[Location identification items]
○ ○ ○ ○
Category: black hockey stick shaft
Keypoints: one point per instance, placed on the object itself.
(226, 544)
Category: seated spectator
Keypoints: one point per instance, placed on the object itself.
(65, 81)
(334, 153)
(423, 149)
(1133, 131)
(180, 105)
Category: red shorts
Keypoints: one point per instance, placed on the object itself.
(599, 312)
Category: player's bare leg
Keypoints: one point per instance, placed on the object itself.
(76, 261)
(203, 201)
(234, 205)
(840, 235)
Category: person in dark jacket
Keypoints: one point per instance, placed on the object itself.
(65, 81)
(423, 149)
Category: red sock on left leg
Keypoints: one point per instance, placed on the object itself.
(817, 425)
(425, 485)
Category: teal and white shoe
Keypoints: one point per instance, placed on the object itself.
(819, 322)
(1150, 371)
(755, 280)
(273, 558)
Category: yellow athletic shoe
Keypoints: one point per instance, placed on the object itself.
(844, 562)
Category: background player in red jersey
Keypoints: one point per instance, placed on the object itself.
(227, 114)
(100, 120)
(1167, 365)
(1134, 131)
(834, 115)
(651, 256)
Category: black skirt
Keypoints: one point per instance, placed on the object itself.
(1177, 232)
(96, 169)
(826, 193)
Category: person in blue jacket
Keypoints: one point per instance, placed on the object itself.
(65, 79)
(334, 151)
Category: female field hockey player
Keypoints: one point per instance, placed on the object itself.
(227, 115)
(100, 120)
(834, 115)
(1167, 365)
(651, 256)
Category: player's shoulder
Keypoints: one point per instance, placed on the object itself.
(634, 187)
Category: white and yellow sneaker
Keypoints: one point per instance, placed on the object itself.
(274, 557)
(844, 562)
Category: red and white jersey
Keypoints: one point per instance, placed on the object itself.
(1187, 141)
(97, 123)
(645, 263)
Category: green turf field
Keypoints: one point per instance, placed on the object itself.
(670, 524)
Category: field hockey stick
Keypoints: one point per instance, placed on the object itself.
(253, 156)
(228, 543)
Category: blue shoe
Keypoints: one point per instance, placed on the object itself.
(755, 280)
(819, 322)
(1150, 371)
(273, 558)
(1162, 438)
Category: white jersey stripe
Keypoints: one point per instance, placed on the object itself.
○ ○ ○ ○
Can you rewrite all of the lines above with every "jersey" changed to "shirt" and nothing else altered?

Category: black hockey stick shaft
Keypoints: one point per instance, placed on the object itself.
(226, 544)
Category: seated spectator
Keypoints: one point per instance, placed on the object itself.
(65, 81)
(334, 153)
(423, 149)
(1133, 131)
(180, 105)
Category: red shorts
Keypoints: one point per instance, placed on the object itself.
(599, 312)
Category: player's bare leg
Keypoints: one point per instance, placed on the object itself.
(76, 261)
(203, 201)
(234, 205)
(840, 235)
Category: person in dark jacket
Keypoints: one point per instance, placed on the object itself.
(65, 81)
(423, 149)
Category: red sock on left leg
Keypoints: one point per instance, placed on the object itself.
(817, 425)
(425, 485)
Category: teal and white shoe
Keypoints: one point per instance, placed on the object itself.
(819, 322)
(1150, 371)
(755, 280)
(273, 558)
Category: yellow athletic shoe
Keypoints: one point per instance, placed on the object itself.
(844, 562)
Category: background player in red shirt
Keypoints: one point per instance, placed on the object itself.
(227, 114)
(100, 120)
(1167, 365)
(1134, 131)
(834, 115)
(651, 256)
Category: black skirt
Keypoints: one point per instance, placed on the object itself.
(1177, 232)
(96, 169)
(826, 193)
Category: person in blue jacket
Keypoints: one point per instance, placed on the object itself.
(65, 79)
(334, 151)
Category: female field hockey player
Keypoints: one point per instance, placed on the object itself.
(227, 115)
(100, 120)
(834, 115)
(1167, 365)
(651, 256)
Category: player's shoulder
Keypoints: one point per instance, placed on the object itself.
(634, 187)
Category: white and yellow sneaker
Keypoints: one point per instance, placed on the object itself.
(274, 557)
(844, 562)
Category: red and white shirt
Keypoints: one point per instance, placed on the object itself.
(1187, 141)
(97, 123)
(645, 263)
Category: green turf field
Keypoints: one point per instance, placed on the object itself.
(670, 524)
Category: field hockey stick
Keypoints: one point per instance, placed on the object itself.
(253, 156)
(228, 543)
Category: blue shoe
Keypoints: one point per instance, placed on the object itself.
(755, 280)
(819, 322)
(1150, 371)
(273, 558)
(1162, 438)
Category: white shirt stripe
Keypoints: one point per instance, placed on the object itself.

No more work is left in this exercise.